***** TEXTAUSZUG

Ich glaube kaum , daß so was in Deutschland patentwürdig wäre, bestenfalls als Gebrauchsmusterschutz.

Was um Himmels willen ist denn da so technisch innovativ dran, daß zwei PC´s in einem Gehäuse stecken, 
und daß es wahrscheinlich da drin fürchterlich eng und unübersichtlich zu geht. 
Wenn da nicht alles außerhalb der bestehenden Gehäusenormen konstruiert wird, dürfte
 das ein ziemliches Monster von Gehäuse sein, wo da der Vorteil sein soll, gegenüber meiner Lösung
 mit zwei PC-Gehäusen nebeneinander und auch über einen einzigen Switch umschaltbar ? 
Das einzige was dabei eingespart werden könnte, wäre ein Netztteil, wobei das entweder
 ein Spezialnetzteil mit zwei Boardversorungen sein muß oder ein Y-Verteiler, 
den es so bisher auch nicht gibt
tf


----------



## Heiko (17 Juni 2003)

*kopfschüttel.

Ich sag nur: VMWare


----------



## technofreak (17 Juni 2003)

Heiko schrieb:
			
		

> Ich sag nur: VMWare



Jo, ist aber nicht gerade Freeware, mein Kumpel und Rahmat schwärmen ja auch immer davon


----------



## Heiko (17 Juni 2003)

Billiger als ein zweiter PC ist es auf jeden Fall.


----------



## Hoppel (18 Juni 2003)

**********
***** DATENEINTRÄGE

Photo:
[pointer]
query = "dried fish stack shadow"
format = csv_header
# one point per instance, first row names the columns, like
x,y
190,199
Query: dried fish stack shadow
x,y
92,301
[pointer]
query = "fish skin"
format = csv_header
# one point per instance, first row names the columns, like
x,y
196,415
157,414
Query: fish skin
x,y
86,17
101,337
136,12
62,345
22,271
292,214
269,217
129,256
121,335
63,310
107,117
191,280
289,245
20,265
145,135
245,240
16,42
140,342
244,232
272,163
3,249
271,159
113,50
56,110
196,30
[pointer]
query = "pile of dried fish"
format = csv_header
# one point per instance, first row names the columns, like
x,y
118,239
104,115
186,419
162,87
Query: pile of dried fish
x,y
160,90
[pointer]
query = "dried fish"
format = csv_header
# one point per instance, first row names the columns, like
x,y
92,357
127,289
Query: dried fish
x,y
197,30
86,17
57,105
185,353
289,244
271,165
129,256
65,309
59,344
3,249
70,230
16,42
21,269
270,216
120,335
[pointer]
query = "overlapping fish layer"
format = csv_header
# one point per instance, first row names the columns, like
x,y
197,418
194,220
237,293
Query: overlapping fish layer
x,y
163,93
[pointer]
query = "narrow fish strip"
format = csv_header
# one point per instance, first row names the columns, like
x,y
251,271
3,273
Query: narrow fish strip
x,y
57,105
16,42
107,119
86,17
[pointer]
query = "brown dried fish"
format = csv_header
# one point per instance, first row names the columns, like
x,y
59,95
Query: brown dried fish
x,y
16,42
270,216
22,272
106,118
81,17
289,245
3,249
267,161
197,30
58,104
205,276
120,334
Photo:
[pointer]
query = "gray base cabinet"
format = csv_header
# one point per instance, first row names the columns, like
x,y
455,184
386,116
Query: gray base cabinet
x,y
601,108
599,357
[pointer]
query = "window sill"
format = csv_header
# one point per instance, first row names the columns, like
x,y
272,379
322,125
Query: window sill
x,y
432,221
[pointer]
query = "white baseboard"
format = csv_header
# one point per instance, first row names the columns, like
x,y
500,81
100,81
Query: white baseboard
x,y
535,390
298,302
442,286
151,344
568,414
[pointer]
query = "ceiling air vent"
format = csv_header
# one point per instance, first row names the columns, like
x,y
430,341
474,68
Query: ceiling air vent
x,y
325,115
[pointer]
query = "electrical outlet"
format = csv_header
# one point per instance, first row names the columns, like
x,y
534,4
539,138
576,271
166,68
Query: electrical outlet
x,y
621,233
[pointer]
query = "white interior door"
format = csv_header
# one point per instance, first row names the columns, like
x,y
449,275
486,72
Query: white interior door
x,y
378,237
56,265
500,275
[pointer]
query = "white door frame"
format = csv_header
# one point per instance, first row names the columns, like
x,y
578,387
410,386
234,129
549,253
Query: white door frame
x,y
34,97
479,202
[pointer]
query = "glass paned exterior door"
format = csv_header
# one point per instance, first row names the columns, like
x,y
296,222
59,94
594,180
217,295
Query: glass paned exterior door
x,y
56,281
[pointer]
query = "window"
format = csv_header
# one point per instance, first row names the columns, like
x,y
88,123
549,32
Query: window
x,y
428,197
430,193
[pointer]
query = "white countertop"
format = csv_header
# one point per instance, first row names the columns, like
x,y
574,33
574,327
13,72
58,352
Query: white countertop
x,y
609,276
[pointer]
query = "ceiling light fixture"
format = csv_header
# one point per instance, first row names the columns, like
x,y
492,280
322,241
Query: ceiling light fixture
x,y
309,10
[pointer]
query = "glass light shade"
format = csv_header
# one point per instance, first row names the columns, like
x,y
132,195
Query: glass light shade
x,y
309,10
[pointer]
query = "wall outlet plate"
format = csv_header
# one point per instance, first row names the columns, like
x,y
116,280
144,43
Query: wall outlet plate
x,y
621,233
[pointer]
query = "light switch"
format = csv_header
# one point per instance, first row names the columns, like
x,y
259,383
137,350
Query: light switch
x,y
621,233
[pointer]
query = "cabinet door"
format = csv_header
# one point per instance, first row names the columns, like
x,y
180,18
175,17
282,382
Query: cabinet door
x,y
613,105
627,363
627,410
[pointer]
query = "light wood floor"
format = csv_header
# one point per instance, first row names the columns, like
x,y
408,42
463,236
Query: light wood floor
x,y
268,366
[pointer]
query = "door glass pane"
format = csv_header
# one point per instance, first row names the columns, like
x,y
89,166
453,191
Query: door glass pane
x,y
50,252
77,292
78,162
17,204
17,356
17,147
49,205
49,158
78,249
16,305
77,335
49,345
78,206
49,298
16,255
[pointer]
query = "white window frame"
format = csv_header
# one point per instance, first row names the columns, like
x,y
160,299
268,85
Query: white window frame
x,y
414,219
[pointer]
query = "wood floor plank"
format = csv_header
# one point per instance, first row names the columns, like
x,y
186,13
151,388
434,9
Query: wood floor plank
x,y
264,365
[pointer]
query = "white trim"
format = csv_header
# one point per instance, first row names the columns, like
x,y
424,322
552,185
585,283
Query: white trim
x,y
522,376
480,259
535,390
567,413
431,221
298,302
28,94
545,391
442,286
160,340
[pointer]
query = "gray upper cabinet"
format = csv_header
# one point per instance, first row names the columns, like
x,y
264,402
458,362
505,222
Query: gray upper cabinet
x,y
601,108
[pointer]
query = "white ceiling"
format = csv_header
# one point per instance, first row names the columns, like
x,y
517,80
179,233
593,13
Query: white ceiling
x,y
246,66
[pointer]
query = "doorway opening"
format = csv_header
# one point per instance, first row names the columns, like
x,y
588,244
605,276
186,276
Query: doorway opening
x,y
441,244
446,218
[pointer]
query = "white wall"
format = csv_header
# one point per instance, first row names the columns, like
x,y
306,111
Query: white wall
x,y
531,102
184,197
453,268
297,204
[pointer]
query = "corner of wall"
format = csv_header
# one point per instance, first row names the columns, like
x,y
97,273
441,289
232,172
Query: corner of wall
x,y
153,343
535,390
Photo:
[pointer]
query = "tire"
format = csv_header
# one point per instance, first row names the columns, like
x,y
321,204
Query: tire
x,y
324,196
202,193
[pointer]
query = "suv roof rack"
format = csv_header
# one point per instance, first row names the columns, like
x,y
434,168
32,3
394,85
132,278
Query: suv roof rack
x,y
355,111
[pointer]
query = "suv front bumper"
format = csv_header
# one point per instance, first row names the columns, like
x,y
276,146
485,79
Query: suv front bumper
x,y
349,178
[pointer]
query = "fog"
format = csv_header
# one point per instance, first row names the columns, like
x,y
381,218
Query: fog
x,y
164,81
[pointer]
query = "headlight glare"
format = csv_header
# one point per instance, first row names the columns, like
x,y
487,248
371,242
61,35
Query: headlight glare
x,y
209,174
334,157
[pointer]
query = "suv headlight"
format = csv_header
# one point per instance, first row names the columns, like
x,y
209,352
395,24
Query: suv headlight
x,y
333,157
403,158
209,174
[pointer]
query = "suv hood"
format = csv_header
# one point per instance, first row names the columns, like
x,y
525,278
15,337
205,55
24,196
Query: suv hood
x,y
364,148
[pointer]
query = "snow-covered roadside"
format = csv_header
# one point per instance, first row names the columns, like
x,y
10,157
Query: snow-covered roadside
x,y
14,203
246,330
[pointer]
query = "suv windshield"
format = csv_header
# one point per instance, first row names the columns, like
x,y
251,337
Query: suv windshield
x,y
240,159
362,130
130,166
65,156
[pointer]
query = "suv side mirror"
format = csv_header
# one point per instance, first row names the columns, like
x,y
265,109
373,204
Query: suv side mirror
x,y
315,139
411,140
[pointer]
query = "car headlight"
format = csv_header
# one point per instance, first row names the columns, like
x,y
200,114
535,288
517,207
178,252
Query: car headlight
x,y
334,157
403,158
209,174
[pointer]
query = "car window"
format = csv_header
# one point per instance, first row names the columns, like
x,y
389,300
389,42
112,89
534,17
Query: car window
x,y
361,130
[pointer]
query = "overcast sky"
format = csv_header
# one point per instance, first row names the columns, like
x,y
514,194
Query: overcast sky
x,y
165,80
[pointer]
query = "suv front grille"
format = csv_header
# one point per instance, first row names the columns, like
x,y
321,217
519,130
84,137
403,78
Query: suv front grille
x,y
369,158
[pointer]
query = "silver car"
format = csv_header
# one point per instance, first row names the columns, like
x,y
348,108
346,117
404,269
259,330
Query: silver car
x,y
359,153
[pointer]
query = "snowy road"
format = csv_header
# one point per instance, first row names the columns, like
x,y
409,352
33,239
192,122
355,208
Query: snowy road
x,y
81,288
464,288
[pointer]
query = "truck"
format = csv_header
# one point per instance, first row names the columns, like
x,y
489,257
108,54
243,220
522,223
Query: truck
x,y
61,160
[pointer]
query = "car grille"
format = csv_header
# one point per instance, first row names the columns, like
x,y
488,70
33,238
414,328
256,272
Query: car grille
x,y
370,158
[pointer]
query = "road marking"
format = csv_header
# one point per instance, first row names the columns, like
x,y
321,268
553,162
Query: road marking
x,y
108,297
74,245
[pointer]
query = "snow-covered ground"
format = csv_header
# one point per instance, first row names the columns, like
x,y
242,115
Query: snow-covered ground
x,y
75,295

**********

## [AUFGABEN]
1: Was könnte man laut dem Forumsauszug über zwei PCs in einem Gehäuse als Einziges einsparen?
2: Unter welchen Namen stehen im Forumsauszug über zwei PCs in einem Gehäuse Überschriften mit Datum? Nenne jeden Namen nur einmal.
3: Schreib den Forumsauszug über zwei PCs in einem Gehäuse weiter. Fang nach der letzten Zeile an.

## [ANTWORTEN]
1: Ein Netzteil.

2: Heiko, technofreak, Hoppel

3:
Hallo,



> Das einzige was dabei eingespart werden könnte, wäre ein Netztteil,



Und was ist mit Monitor, Tastatur, Maus - vom Platz mal ganz abgesehen?

Zitat heise: 





> So trivial die Idee auch wirken mag, aus Sicherheitssicht erscheint sie fast genial.



Den Satz verstehe ich dann allerdings auch nicht, zumal Altbewährtes (2 Rechner, nur einer darf ins Internet) neu aufgewärmt wird....

Gruß!

Hoppel


----------



## technofreak (18 Juni 2003)

Hoppel schrieb:
			
		

> Und was ist mit Monitor, Tastatur, Maus - vom Platz mal ganz abgesehen?


Meine beiden PCs hängen über einen Umschalter am selben Monitor, Maus , Tastatur.
Der einzige Platz der gespart wird ist der Platz für den Umschalter und die Kabel zum Umschalter (gigantische Einsparung) 
Der Platz für den MonsterPC dürft auch nicht viel weniger sein als  die zwei PCs nebeneinander. 
Das ganze ist  schlicht eine Schnapsidee. 
tf


----------



## Hoppel (18 Juni 2003)

Hallo,



> (gigantische Einsparung)





Naja, das Sommerloch kommt wahrscheinlich recht früh in diesem Jahr in die Medien....

Gruß!

Hoppel


----------



## BenTigger (19 Juni 2003)

Hoppel schrieb:
			
		

> Naja, das Sommerloch kommt wahrscheinlich recht früh in diesem Jahr in die Medien....
> 
> Gruß!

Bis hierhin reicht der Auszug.